• _To do_
Please repeat only these lines, exactly: the one containing "Each instance receives one point. Mark the player's ear" and all that come after it in the material.

• _Entries provided_
........
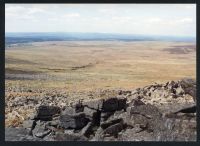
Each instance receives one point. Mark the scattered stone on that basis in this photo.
(46, 113)
(74, 121)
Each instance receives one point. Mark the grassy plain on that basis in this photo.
(89, 65)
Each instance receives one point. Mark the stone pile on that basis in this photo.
(130, 116)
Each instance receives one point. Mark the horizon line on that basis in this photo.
(111, 33)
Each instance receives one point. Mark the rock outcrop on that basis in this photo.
(159, 112)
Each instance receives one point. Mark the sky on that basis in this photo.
(148, 19)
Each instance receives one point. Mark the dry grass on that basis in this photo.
(78, 66)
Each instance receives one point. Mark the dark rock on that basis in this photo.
(106, 124)
(105, 116)
(94, 104)
(28, 124)
(113, 130)
(46, 112)
(40, 130)
(18, 134)
(69, 137)
(74, 121)
(92, 115)
(87, 130)
(189, 109)
(146, 110)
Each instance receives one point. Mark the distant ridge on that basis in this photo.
(16, 38)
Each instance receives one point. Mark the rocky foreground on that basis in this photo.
(159, 112)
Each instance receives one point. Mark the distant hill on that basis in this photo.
(17, 38)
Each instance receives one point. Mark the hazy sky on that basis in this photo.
(156, 19)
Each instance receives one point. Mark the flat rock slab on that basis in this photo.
(46, 112)
(18, 134)
(74, 121)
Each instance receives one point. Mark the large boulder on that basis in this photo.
(46, 112)
(69, 119)
(18, 134)
(107, 105)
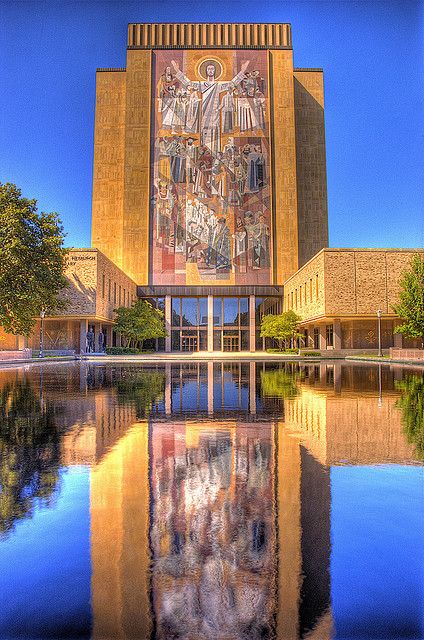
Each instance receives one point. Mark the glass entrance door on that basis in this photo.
(189, 343)
(230, 343)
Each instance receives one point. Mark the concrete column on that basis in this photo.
(397, 340)
(97, 327)
(337, 333)
(168, 323)
(252, 387)
(108, 334)
(168, 389)
(252, 324)
(210, 387)
(83, 335)
(210, 323)
(322, 337)
(22, 342)
(337, 377)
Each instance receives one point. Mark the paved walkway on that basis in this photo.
(215, 356)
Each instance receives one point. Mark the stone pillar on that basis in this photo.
(397, 340)
(322, 337)
(337, 377)
(210, 323)
(22, 342)
(83, 335)
(168, 389)
(252, 387)
(337, 334)
(108, 334)
(252, 324)
(168, 323)
(210, 387)
(97, 328)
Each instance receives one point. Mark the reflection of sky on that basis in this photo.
(377, 560)
(45, 567)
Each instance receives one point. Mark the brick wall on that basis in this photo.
(311, 279)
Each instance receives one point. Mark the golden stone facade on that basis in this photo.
(122, 184)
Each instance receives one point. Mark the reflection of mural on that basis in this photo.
(211, 211)
(212, 530)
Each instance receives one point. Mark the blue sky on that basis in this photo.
(371, 52)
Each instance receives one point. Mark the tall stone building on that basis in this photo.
(210, 200)
(209, 185)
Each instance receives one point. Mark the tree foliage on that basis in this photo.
(281, 328)
(29, 453)
(411, 306)
(139, 323)
(32, 261)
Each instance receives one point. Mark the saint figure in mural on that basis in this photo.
(210, 90)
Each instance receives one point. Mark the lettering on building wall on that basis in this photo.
(211, 211)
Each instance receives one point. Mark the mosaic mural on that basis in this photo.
(211, 205)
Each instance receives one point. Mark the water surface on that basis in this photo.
(211, 501)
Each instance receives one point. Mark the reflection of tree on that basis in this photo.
(143, 389)
(279, 383)
(29, 453)
(411, 403)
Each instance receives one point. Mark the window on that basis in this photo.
(217, 312)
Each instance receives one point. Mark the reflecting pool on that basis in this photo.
(217, 501)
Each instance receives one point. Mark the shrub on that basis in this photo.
(296, 351)
(121, 351)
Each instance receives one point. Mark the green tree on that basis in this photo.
(411, 306)
(32, 261)
(411, 404)
(139, 323)
(281, 328)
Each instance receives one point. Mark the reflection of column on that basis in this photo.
(83, 335)
(119, 507)
(337, 333)
(210, 323)
(210, 387)
(322, 337)
(168, 389)
(337, 377)
(252, 387)
(288, 533)
(303, 521)
(397, 340)
(168, 323)
(252, 324)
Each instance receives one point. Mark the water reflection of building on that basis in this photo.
(229, 513)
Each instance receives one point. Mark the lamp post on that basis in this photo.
(42, 316)
(379, 314)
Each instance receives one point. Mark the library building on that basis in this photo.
(210, 201)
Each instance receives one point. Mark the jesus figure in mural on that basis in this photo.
(210, 90)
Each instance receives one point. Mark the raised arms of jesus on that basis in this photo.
(210, 90)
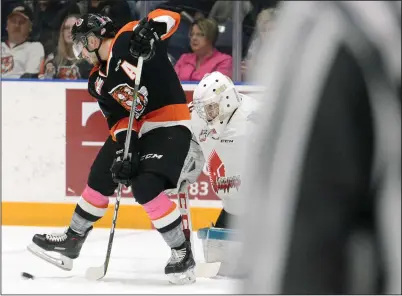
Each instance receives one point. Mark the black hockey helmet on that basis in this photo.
(91, 24)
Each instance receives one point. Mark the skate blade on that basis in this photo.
(184, 278)
(58, 260)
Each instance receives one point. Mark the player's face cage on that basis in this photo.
(80, 42)
(207, 110)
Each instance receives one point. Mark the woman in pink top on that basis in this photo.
(204, 58)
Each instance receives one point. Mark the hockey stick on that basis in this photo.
(96, 273)
(202, 269)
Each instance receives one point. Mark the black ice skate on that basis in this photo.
(180, 267)
(58, 249)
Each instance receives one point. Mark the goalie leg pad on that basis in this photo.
(218, 244)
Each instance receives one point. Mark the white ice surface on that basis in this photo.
(136, 267)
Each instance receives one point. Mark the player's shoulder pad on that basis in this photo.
(120, 43)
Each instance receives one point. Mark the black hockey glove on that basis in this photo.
(123, 171)
(143, 40)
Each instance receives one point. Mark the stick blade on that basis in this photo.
(95, 273)
(207, 270)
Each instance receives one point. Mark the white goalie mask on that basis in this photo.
(215, 98)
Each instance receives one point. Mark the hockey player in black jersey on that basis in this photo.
(160, 129)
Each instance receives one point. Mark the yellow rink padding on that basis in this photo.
(59, 214)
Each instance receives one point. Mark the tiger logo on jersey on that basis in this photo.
(7, 64)
(217, 175)
(124, 94)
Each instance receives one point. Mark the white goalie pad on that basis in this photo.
(217, 247)
(193, 164)
(52, 257)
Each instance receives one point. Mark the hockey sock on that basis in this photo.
(90, 208)
(166, 218)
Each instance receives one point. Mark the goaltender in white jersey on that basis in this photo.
(221, 118)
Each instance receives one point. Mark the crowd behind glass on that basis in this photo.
(213, 35)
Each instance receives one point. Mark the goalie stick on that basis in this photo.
(98, 272)
(202, 269)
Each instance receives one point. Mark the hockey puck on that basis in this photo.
(27, 276)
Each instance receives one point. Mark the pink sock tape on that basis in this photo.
(95, 198)
(158, 207)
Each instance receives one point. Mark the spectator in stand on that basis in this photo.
(19, 57)
(48, 16)
(63, 64)
(265, 23)
(118, 10)
(205, 58)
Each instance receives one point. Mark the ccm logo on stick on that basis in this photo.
(148, 156)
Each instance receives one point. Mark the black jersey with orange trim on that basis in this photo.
(161, 100)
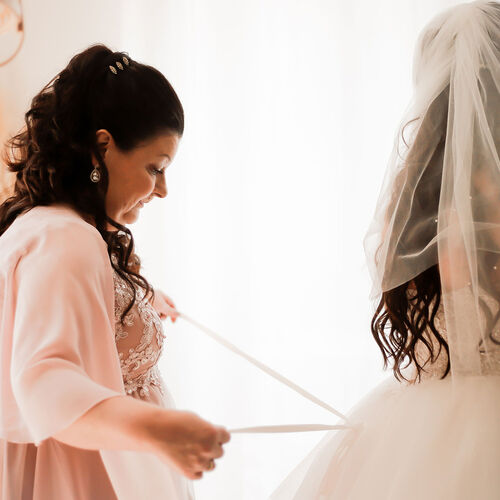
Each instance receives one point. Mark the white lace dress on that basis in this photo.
(430, 440)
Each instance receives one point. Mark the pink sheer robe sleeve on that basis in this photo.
(64, 358)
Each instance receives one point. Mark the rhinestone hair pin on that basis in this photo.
(119, 65)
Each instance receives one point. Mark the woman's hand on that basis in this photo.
(165, 306)
(185, 441)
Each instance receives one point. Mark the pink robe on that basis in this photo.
(63, 351)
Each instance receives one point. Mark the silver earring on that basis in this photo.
(95, 175)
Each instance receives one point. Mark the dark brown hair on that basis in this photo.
(401, 319)
(51, 155)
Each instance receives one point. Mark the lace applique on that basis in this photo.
(149, 346)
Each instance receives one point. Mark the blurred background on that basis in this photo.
(291, 110)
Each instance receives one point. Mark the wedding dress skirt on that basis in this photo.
(429, 440)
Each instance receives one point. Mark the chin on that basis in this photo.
(129, 217)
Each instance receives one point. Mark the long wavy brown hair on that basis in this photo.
(51, 155)
(401, 320)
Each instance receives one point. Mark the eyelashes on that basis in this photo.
(156, 171)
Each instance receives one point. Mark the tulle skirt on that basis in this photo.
(432, 440)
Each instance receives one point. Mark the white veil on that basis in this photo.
(440, 198)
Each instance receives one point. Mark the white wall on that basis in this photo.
(291, 107)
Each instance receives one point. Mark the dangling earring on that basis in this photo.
(95, 175)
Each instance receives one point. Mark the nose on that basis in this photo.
(161, 187)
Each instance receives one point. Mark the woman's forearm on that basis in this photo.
(117, 423)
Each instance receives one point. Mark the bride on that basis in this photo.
(433, 430)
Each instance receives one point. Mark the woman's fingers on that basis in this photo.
(222, 435)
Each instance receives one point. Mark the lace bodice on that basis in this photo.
(139, 341)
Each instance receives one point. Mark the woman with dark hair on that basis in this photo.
(432, 430)
(84, 412)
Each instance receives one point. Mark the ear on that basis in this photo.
(103, 139)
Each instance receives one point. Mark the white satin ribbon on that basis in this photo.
(280, 378)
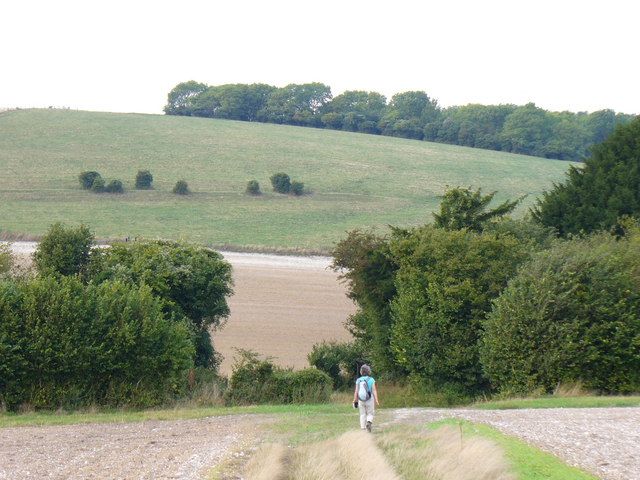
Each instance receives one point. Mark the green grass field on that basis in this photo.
(357, 180)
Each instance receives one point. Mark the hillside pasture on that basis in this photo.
(356, 180)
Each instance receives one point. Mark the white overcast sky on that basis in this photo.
(125, 56)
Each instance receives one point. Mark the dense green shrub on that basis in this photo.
(87, 179)
(571, 314)
(6, 259)
(66, 344)
(192, 280)
(64, 250)
(338, 360)
(256, 381)
(181, 188)
(98, 185)
(596, 195)
(364, 262)
(281, 182)
(144, 180)
(114, 186)
(297, 188)
(253, 188)
(463, 208)
(445, 284)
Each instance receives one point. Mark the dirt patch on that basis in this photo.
(603, 441)
(184, 449)
(282, 307)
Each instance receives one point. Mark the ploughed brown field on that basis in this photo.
(282, 306)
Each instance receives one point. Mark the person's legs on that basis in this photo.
(363, 415)
(369, 410)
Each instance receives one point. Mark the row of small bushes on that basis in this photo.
(259, 381)
(66, 343)
(281, 183)
(91, 180)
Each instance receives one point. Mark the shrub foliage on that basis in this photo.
(64, 250)
(193, 282)
(256, 381)
(181, 188)
(98, 185)
(144, 180)
(87, 179)
(281, 182)
(596, 195)
(253, 188)
(445, 284)
(297, 188)
(571, 314)
(66, 344)
(114, 186)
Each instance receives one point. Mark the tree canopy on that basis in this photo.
(525, 129)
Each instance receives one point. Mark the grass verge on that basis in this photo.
(528, 463)
(560, 402)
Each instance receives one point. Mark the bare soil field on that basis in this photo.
(182, 449)
(604, 441)
(282, 306)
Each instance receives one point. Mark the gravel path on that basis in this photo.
(182, 449)
(603, 441)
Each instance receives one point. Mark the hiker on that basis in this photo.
(364, 396)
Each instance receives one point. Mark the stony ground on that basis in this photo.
(603, 441)
(182, 449)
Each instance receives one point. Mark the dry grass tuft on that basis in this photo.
(352, 456)
(268, 463)
(458, 458)
(444, 455)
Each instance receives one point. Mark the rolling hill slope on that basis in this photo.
(357, 180)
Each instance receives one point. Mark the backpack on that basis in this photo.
(364, 392)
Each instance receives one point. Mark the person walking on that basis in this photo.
(364, 397)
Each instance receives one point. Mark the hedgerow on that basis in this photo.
(67, 344)
(258, 381)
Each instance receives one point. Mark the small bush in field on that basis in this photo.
(181, 188)
(144, 179)
(64, 251)
(281, 182)
(297, 188)
(98, 185)
(253, 188)
(87, 178)
(114, 186)
(6, 259)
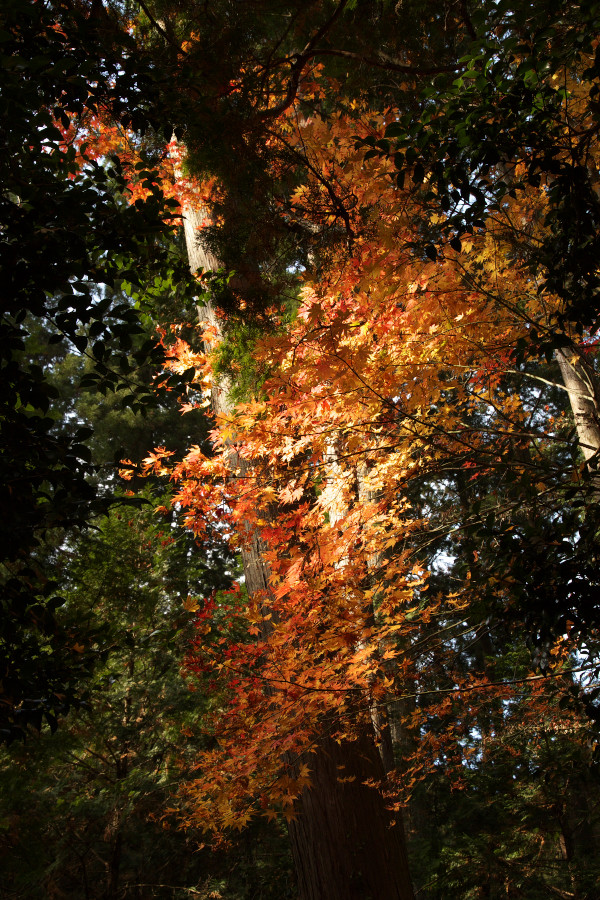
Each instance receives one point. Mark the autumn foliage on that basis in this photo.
(398, 370)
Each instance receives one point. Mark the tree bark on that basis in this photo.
(582, 386)
(344, 843)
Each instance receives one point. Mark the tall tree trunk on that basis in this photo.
(344, 844)
(582, 386)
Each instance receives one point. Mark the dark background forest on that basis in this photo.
(102, 719)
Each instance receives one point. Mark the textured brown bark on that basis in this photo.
(343, 842)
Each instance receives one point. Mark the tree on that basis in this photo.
(75, 258)
(414, 369)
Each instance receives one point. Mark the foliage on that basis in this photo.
(79, 265)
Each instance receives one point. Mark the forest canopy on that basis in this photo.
(326, 276)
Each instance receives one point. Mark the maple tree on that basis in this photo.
(403, 484)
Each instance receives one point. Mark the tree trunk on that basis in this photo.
(581, 384)
(344, 844)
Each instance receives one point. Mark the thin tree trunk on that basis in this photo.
(343, 842)
(582, 386)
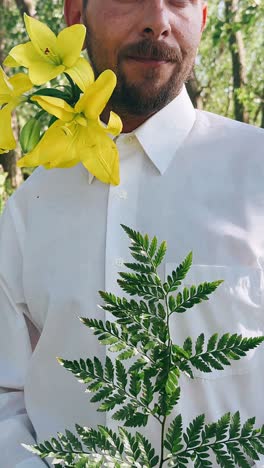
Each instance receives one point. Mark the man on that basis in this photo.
(192, 178)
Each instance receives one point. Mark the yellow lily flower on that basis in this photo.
(11, 90)
(47, 55)
(78, 135)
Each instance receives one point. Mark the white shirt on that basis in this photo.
(190, 177)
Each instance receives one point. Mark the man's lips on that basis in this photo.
(148, 61)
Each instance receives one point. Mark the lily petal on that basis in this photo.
(10, 62)
(7, 140)
(70, 43)
(81, 73)
(21, 83)
(55, 106)
(114, 124)
(41, 72)
(23, 54)
(98, 154)
(97, 95)
(5, 86)
(54, 143)
(41, 36)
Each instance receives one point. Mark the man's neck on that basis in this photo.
(130, 122)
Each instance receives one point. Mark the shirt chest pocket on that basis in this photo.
(235, 307)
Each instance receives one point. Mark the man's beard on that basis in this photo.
(145, 99)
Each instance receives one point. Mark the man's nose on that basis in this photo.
(156, 21)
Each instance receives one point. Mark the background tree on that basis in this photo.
(228, 76)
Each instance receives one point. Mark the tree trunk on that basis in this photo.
(238, 55)
(194, 91)
(9, 160)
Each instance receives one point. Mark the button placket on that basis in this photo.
(122, 209)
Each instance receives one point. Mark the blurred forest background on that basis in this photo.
(228, 78)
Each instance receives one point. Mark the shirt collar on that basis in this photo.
(163, 133)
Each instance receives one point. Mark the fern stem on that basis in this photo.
(162, 442)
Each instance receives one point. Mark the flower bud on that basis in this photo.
(30, 135)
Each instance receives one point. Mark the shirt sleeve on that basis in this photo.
(15, 353)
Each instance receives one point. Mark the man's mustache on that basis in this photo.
(152, 50)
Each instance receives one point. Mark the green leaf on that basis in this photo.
(121, 374)
(199, 345)
(172, 381)
(160, 254)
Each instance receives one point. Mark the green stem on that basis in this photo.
(162, 442)
(169, 365)
(73, 87)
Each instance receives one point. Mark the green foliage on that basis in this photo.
(214, 68)
(148, 387)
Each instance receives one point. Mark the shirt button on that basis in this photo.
(122, 194)
(119, 262)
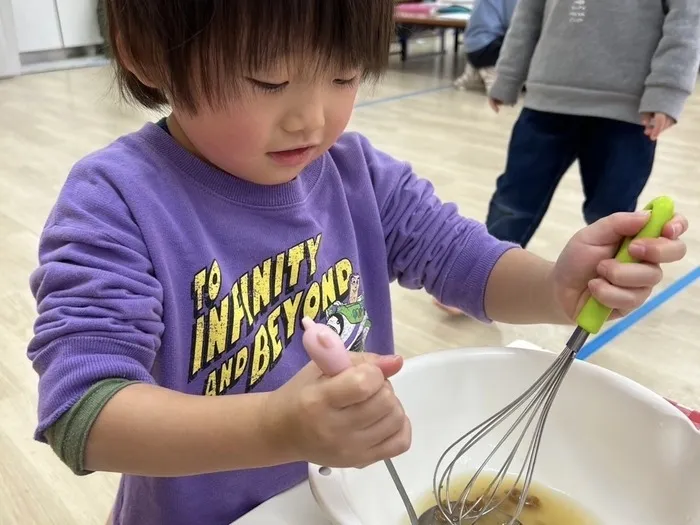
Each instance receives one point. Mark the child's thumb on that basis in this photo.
(390, 365)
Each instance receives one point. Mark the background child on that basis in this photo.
(604, 80)
(483, 39)
(179, 261)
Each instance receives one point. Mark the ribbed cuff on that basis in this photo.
(465, 285)
(506, 89)
(664, 100)
(68, 436)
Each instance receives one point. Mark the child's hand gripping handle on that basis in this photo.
(593, 314)
(325, 348)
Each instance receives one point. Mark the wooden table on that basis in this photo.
(406, 23)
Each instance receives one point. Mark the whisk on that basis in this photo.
(534, 405)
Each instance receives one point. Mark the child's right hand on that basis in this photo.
(495, 104)
(350, 420)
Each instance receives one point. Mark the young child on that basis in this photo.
(483, 39)
(179, 261)
(604, 80)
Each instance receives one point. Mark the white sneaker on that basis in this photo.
(470, 79)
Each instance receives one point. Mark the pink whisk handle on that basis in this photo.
(325, 348)
(693, 415)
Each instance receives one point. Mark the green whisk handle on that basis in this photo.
(593, 314)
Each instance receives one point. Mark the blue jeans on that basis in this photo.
(615, 160)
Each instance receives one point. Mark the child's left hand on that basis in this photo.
(587, 265)
(656, 123)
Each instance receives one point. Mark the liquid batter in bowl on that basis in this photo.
(544, 506)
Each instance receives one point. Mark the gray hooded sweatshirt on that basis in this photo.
(601, 58)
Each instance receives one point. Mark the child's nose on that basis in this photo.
(307, 118)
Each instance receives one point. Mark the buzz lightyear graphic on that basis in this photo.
(349, 319)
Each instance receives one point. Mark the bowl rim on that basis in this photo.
(327, 488)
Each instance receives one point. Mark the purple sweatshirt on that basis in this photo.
(157, 267)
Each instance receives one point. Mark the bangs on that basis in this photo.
(200, 51)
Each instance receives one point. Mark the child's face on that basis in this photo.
(284, 119)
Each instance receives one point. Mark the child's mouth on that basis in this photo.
(291, 157)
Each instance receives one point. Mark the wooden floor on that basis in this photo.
(49, 121)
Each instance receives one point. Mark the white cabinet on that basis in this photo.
(36, 25)
(79, 24)
(44, 25)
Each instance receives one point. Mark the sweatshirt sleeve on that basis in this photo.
(99, 303)
(674, 67)
(429, 245)
(517, 50)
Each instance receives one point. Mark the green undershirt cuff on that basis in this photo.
(68, 436)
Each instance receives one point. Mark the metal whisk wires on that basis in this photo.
(537, 400)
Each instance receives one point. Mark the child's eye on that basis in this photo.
(346, 81)
(267, 86)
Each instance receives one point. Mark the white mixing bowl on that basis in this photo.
(613, 446)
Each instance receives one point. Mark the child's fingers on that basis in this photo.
(616, 297)
(354, 385)
(658, 251)
(630, 275)
(675, 227)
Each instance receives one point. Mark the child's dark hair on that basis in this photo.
(199, 50)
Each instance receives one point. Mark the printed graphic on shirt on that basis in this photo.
(245, 329)
(349, 319)
(577, 14)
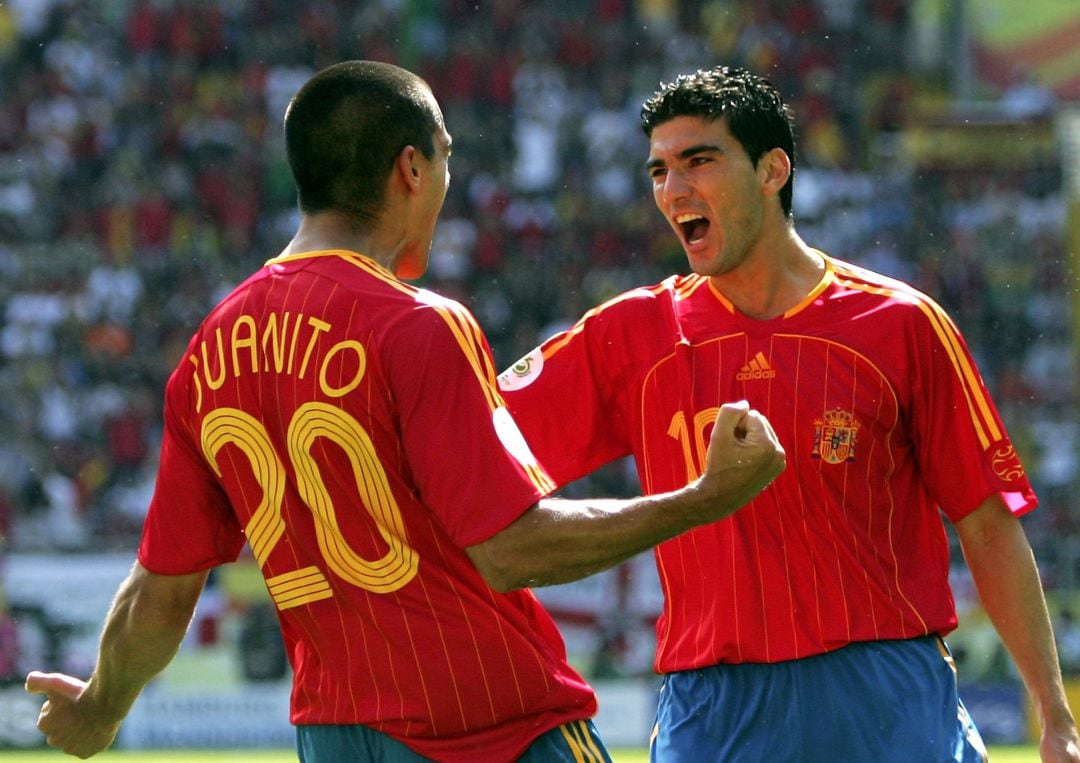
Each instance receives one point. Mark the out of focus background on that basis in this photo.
(143, 175)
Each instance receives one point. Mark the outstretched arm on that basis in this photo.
(1003, 569)
(562, 540)
(148, 618)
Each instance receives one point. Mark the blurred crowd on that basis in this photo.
(143, 175)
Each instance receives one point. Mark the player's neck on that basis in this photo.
(773, 279)
(327, 230)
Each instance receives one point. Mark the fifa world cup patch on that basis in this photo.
(523, 373)
(1007, 464)
(835, 434)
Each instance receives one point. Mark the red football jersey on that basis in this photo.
(880, 410)
(348, 426)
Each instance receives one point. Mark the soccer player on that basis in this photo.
(348, 426)
(809, 625)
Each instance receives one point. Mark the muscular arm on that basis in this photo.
(562, 540)
(143, 630)
(1003, 569)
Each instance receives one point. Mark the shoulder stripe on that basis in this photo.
(554, 344)
(979, 406)
(470, 339)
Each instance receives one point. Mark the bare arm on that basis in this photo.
(562, 540)
(1004, 572)
(148, 618)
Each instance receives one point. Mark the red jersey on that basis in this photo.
(883, 417)
(348, 426)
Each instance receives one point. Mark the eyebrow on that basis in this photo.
(686, 154)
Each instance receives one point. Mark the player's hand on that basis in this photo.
(66, 719)
(1062, 747)
(744, 456)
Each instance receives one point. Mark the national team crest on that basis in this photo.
(835, 434)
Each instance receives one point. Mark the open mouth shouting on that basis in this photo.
(692, 228)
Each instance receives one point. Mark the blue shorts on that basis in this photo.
(571, 743)
(886, 700)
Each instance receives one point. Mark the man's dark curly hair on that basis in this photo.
(346, 126)
(755, 112)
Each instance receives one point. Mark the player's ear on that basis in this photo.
(773, 169)
(407, 169)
........
• _Reply to the exercise_
Each instance receives one point. Mark the player's ear on that basis in this photo.
(773, 169)
(407, 169)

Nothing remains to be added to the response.